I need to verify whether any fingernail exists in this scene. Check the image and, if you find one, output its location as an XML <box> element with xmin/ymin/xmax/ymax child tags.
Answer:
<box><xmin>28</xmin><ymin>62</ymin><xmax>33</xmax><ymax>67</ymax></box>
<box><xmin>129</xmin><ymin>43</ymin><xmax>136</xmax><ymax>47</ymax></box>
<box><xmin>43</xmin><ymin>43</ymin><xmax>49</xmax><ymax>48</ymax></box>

### TASK
Convert the rows above into a two-column CSV with the header input,output. Give each row one line, with its text under input and its answer under output, every field in double quotes and any line breaks replaced by spaces.

### TASK ANSWER
input,output
"I need to verify whether any fingernail exists in this scene. Check the image and, if you find one, output its location as an XML <box> element with xmin/ymin/xmax/ymax child tags. Answer:","<box><xmin>28</xmin><ymin>62</ymin><xmax>33</xmax><ymax>67</ymax></box> <box><xmin>129</xmin><ymin>43</ymin><xmax>136</xmax><ymax>47</ymax></box> <box><xmin>43</xmin><ymin>43</ymin><xmax>49</xmax><ymax>48</ymax></box>"